==== Data in this exercise ====
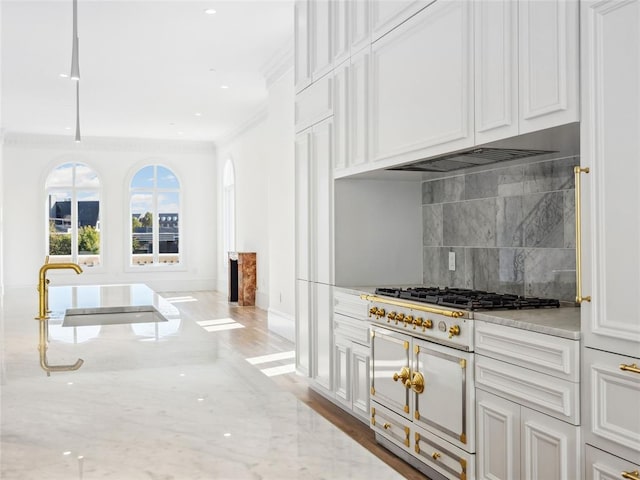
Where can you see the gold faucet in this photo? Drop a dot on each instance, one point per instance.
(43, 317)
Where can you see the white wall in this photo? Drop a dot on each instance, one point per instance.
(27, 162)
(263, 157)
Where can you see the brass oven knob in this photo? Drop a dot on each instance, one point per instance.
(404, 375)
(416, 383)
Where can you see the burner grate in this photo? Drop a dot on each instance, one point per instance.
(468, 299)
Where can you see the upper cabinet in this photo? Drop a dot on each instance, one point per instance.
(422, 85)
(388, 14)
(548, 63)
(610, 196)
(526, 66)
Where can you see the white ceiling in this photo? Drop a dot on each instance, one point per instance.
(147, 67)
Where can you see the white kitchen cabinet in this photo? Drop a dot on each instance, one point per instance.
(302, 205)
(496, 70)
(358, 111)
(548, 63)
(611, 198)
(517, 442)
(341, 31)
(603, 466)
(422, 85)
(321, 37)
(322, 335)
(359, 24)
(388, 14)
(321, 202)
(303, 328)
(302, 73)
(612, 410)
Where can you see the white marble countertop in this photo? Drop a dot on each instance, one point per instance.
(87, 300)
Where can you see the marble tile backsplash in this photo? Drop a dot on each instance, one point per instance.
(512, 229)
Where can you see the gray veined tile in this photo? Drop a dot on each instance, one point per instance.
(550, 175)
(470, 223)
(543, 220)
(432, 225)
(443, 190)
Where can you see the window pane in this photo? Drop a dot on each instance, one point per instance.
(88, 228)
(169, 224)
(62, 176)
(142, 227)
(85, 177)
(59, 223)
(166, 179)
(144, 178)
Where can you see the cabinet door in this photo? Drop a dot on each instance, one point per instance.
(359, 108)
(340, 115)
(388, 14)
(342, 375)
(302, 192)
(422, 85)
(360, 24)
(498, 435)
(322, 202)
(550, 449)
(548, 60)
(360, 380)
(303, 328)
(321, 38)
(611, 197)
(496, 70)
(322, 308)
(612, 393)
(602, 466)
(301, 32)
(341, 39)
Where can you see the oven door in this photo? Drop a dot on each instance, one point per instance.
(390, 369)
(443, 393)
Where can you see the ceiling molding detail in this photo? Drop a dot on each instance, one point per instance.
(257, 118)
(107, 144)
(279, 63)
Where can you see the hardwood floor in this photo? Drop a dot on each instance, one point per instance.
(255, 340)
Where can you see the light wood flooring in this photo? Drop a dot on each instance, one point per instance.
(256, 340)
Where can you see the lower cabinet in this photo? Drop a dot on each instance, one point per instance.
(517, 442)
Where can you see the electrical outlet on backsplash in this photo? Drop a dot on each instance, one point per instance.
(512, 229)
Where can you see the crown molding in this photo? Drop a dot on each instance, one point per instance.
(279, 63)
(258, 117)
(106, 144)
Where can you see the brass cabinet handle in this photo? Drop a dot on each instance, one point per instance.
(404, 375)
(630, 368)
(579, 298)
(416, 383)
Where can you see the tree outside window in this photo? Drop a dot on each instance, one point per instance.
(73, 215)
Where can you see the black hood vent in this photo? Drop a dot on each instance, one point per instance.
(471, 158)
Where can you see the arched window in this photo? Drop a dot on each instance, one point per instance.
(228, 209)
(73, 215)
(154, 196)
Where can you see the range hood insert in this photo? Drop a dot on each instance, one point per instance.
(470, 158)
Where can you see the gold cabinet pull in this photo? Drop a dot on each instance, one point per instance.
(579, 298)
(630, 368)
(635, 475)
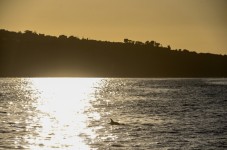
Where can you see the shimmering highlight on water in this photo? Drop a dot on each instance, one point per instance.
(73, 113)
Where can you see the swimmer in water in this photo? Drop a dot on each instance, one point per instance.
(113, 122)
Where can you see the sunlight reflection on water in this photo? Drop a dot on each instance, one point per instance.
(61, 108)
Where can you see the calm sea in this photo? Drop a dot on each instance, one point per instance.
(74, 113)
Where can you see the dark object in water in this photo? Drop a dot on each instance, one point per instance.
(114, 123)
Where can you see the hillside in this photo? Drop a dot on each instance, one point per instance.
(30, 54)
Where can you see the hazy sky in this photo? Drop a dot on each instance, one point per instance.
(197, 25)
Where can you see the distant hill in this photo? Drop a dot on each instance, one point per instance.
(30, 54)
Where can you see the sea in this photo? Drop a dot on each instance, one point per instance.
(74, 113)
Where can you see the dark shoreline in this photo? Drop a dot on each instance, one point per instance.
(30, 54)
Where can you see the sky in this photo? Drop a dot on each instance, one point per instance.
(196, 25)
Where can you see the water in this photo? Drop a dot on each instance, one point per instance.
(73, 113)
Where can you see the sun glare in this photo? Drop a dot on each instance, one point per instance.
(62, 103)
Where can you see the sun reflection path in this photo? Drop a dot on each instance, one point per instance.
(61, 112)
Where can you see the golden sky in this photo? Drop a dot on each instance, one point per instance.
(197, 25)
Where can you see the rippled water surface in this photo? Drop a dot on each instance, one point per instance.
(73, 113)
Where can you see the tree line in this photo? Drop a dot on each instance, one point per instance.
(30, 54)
====
## [Directive]
Reproduce all of the records above word for word, leaving out the pictures.

## [Answer]
Where can you see the gold faucet in this photo? Drop a dot on each instance, one point per instance.
(43, 317)
Where can you see the white wall in this photo? Drop a dot on each instance, one point per instance.
(27, 162)
(263, 157)
Where can you see the brass oven knob in this photo? Drop a dot on each instance, one point per instance.
(404, 375)
(416, 383)
Where can you see the burner grate in this photo? Drop a dot on each instance, one point per instance.
(468, 299)
Where can you see the upper cabinet in this photo? Drop a dot on each instance, one point per instance.
(422, 85)
(388, 14)
(548, 63)
(610, 196)
(526, 66)
Where can you see the white ceiling in this photo? Drop a dot on each instance, one point per instance.
(147, 67)
Where can you see the white kitchen cabinet in this photo? Drop a dot on each instance, one point per instance.
(302, 205)
(496, 70)
(358, 111)
(548, 63)
(611, 198)
(517, 442)
(341, 31)
(603, 466)
(422, 85)
(321, 37)
(322, 335)
(359, 24)
(388, 14)
(321, 202)
(303, 328)
(302, 73)
(612, 410)
Where can you see the white marble countertop in this photo? Drop a dot on each instance, one point per instance.
(87, 300)
Where can you see the marble tile backsplash in this photo? Drop a dot on each instance, one point per instance.
(512, 229)
Where can you see the gray veined tile in this photo? Drop a dot on each instance, one point per instance.
(550, 175)
(470, 223)
(543, 220)
(432, 225)
(443, 190)
Where can you see the window pane in this photo? Drop a dot on each instance, one point per instance.
(88, 228)
(169, 224)
(62, 176)
(142, 227)
(85, 177)
(59, 223)
(166, 179)
(144, 178)
Where can you see the cabinet door in this photo? Drop a dot on each instance, one point per instance.
(359, 108)
(340, 115)
(388, 14)
(342, 375)
(302, 192)
(422, 85)
(360, 24)
(498, 435)
(322, 202)
(550, 449)
(548, 60)
(360, 380)
(303, 328)
(321, 38)
(611, 197)
(496, 70)
(322, 308)
(612, 393)
(602, 466)
(301, 32)
(341, 39)
Where can you see the oven door in this photo? Drop a dot on each instance, one point per instance.
(390, 369)
(443, 393)
Where can you see the ceiling molding detail in this photo? Drop a dot on each instance, one point per instance.
(257, 118)
(107, 144)
(279, 63)
Where can you see the hardwood floor in this photo? Drop a dot on each instance, one point per instance.
(255, 340)
Where can you see the light wood flooring in this photo? Drop a dot on each instance, one point per instance.
(256, 340)
Where can you see the lower cabinet in this photo? Drop a dot on each instance, one point per instance.
(517, 442)
Where can you see the electrical outlet on backsplash in this photo? Drop a dot on each instance, one point per instance.
(512, 229)
Where can you see the crown molding in this photo? Drop a dot on each instance, one point per instance.
(279, 63)
(258, 117)
(106, 144)
Where can you see the brass cabinet handle in this photo? Drop a dot on each instance, one point per instance.
(404, 375)
(630, 368)
(579, 298)
(416, 383)
Where can you see the tree outside window in this photo? Drop a dot on each instance, one point per instance.
(73, 215)
Where can you see the black hood vent in this photo? Drop a dot on each instance, one point per instance.
(471, 158)
Where can you see the arched window in this photo? Drop a dot on each instance, one point per instance.
(228, 209)
(73, 215)
(154, 196)
Where can you see the range hood insert in this photo? Drop a dot on each instance, one point per instance.
(470, 158)
Where can you see the gold cabinet pull in this photo? Drop a dot on each instance, one point per instance.
(579, 298)
(630, 368)
(635, 475)
Where can you see the shimmering highlight on water in this photo? Drop a dot on each instance, one point per instance.
(73, 113)
Where can you see the swimmer in water in this photo? Drop a dot on each instance, one point per instance.
(113, 122)
Where can you see the sunlight reflection on water in this photo? Drop a dot on each instance, one point per instance.
(61, 108)
Where can you see the calm sea in this photo? Drop a dot on each instance, one point per instance.
(74, 113)
Where can you see the dark object in water in this photo? Drop a dot on each instance, one point per instance.
(114, 123)
Where can you see the hillside in this photo? Drop a dot on each instance, one point per instance.
(30, 54)
Where can you see the hazy sky in this photo? Drop a dot on each instance, one point per instance.
(197, 25)
Where can you see the distant hill in this photo? Drop a dot on each instance, one point per instance.
(30, 54)
Where can you see the sea in this photo? Drop a dot on each instance, one point per instance.
(74, 113)
Where can you see the dark shoreline in this photo? Drop a dot on each instance, one point per instance.
(30, 54)
Where can you see the sky in this photo? Drop a dot on each instance, one point per instance.
(196, 25)
Where can you see the water in this photo? Drop a dot on each instance, one point per instance.
(73, 113)
Where can you see the sun glare in this photo? Drop a dot on each instance, one point per instance.
(62, 103)
Where can you see the sun reflection path in this photo? Drop a dot on each instance, one point per instance.
(61, 112)
Where can you see the golden sky in this photo? Drop a dot on each instance, one point per instance.
(197, 25)
Where can you see the rippled water surface in this photo? Drop a dot on each instance, one point per instance.
(73, 113)
Where can you see the tree line in this photo? Drop a dot on each instance, one point per instance.
(30, 54)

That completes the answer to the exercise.